PROBLEM:
Work out how many lines in the data below contain the string "grass", and reply with that figure alone.

(INPUT RECORDS Opens)

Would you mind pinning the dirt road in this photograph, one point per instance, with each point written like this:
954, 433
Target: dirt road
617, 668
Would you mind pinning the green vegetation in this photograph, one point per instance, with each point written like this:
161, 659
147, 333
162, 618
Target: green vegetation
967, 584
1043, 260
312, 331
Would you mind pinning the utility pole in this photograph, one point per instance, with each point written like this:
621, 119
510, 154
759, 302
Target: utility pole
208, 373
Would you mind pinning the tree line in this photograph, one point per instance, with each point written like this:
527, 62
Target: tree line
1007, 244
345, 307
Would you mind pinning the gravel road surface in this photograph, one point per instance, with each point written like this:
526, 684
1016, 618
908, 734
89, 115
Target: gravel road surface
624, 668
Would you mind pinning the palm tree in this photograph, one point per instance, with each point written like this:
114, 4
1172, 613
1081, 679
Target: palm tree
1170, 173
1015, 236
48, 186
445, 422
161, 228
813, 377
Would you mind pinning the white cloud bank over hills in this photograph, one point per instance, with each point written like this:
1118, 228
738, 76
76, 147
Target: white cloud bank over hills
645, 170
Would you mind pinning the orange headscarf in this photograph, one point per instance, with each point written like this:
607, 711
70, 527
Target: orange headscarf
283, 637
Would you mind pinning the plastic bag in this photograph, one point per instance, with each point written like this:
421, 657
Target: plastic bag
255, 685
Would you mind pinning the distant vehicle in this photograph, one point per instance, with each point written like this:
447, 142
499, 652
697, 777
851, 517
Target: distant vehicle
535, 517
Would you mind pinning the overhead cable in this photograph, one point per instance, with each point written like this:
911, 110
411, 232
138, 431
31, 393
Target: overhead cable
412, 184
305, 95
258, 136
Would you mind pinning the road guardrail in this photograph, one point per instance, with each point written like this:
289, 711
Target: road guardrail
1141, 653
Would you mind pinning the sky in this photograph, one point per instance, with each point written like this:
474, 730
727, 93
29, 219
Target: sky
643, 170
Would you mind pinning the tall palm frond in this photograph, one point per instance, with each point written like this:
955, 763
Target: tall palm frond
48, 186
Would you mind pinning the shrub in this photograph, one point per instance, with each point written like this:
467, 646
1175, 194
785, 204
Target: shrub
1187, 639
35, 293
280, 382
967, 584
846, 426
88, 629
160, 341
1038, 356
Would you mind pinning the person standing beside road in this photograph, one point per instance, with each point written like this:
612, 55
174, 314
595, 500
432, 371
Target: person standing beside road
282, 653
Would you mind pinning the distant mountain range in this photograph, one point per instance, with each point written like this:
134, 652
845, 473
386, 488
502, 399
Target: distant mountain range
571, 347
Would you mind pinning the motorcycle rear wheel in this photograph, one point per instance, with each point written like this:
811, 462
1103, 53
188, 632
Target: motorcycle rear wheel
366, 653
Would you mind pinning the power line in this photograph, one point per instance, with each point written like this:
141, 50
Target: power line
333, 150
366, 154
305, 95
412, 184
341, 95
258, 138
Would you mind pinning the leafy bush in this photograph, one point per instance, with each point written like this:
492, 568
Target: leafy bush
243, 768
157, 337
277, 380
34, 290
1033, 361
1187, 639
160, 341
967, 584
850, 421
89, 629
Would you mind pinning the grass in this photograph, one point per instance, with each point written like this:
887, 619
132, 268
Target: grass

(INPUT RECORDS Closes)

WRITTEN SOLUTION:
2